● **MATERIAL FOR THIS EXERCISE**
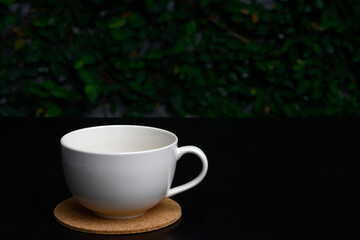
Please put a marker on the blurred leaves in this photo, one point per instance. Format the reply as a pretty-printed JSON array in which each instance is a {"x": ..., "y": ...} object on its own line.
[{"x": 197, "y": 58}]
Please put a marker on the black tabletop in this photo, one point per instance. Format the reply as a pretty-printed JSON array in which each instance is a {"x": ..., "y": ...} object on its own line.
[{"x": 267, "y": 178}]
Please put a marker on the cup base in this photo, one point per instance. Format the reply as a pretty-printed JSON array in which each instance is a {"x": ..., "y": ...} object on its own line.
[{"x": 117, "y": 217}]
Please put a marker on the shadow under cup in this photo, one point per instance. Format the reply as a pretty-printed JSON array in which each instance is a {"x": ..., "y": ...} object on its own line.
[{"x": 121, "y": 171}]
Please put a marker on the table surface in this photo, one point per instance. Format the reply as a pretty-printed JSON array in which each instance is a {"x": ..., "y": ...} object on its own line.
[{"x": 267, "y": 178}]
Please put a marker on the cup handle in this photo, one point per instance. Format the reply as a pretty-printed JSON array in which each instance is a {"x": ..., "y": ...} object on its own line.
[{"x": 197, "y": 151}]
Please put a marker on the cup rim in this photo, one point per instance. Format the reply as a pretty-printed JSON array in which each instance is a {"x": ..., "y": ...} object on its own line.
[{"x": 64, "y": 144}]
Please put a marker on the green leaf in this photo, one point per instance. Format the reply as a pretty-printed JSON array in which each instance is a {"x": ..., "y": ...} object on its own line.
[
  {"x": 33, "y": 56},
  {"x": 176, "y": 101},
  {"x": 137, "y": 64},
  {"x": 53, "y": 111},
  {"x": 116, "y": 22},
  {"x": 78, "y": 64},
  {"x": 180, "y": 46},
  {"x": 203, "y": 3},
  {"x": 85, "y": 76},
  {"x": 6, "y": 2},
  {"x": 237, "y": 18},
  {"x": 87, "y": 58}
]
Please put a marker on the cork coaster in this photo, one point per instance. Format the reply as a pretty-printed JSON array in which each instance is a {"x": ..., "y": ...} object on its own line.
[{"x": 74, "y": 216}]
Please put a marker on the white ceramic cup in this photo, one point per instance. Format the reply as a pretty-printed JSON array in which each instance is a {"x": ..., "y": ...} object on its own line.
[{"x": 121, "y": 171}]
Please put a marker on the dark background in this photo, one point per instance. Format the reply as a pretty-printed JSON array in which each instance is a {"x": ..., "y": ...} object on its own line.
[
  {"x": 207, "y": 58},
  {"x": 268, "y": 178}
]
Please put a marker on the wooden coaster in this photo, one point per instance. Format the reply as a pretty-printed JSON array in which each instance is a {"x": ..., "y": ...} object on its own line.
[{"x": 72, "y": 215}]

● **INSTRUCTIONS FOR THE TASK**
Without including any picture, restate every entry above exactly.

● **EXPECTED ANSWER**
Please put a marker on the blurred leaves in this photo, one point per instance. Format the reply as a pretty-printed JSON array in which each instance is a {"x": ..., "y": ...} object on its own line.
[{"x": 197, "y": 58}]
Please put a marker on the black tabletop in this photo, one point per instance. Format the reply as a pretty-printed JSON array in which each instance is a {"x": ..., "y": ...} object on its own line.
[{"x": 267, "y": 178}]
Please put a marker on the cup base in this photo, one point per instance. Format the reply as a pretty-printed JSON array in which each instance is a {"x": ..., "y": ...} object on its own line.
[{"x": 117, "y": 217}]
Please put a marker on the shadow under cup in this photo, one point per instance. Format the reply as a pretty-printed JSON array in which each instance is a {"x": ..., "y": ...} object on its own line.
[{"x": 121, "y": 171}]
Please put a marker on the table surface in this photo, one point per instance. Format the reply as a pretty-printed JSON array in which each instance is a {"x": ..., "y": ...} object on its own line.
[{"x": 267, "y": 178}]
Please put a marker on the cup handle in this photo, one point per instance. Format the reply as a pretty-printed JSON array in which each instance is a {"x": ..., "y": ...} object on its own line.
[{"x": 197, "y": 151}]
Please put a marker on the cup rim in this photo, one point per instance. Format the reply as a pretty-printed JSON array in which each instance is a {"x": ..., "y": ...} object on its own line.
[{"x": 64, "y": 144}]
Please put a marker on the green leaf in this photo, one point per instance. Format the reply as a pretty-printed JSON array in which each instance is a {"x": ..., "y": ...} object on its own line.
[
  {"x": 33, "y": 56},
  {"x": 176, "y": 101},
  {"x": 137, "y": 64},
  {"x": 53, "y": 111},
  {"x": 116, "y": 22},
  {"x": 78, "y": 64},
  {"x": 180, "y": 46},
  {"x": 203, "y": 3},
  {"x": 85, "y": 76},
  {"x": 6, "y": 2},
  {"x": 237, "y": 18},
  {"x": 87, "y": 58}
]
Please put a marker on the cork coaster in this photo, one point per instance. Format the reply as a pretty-printed JSON array in which each instance is a {"x": ..., "y": ...} object on its own line.
[{"x": 74, "y": 216}]
Please put a marker on the white ceramic cup in this photo, one point per instance. Format the reply as a pretty-printed JSON array in which each instance is a {"x": ..., "y": ...} object on its own line.
[{"x": 121, "y": 171}]
Please put a marker on the dark background in this photo, one point per instance. Format the reply as a pretty-printed JSON array in which each instance is a {"x": ..., "y": ...} object on its own line.
[
  {"x": 207, "y": 58},
  {"x": 268, "y": 178}
]
Please put a marker on the wooden coaster in this photo, one point per instance. Format the reply as a pretty-printed JSON array in which each instance is a {"x": ..., "y": ...} object on its own line.
[{"x": 72, "y": 215}]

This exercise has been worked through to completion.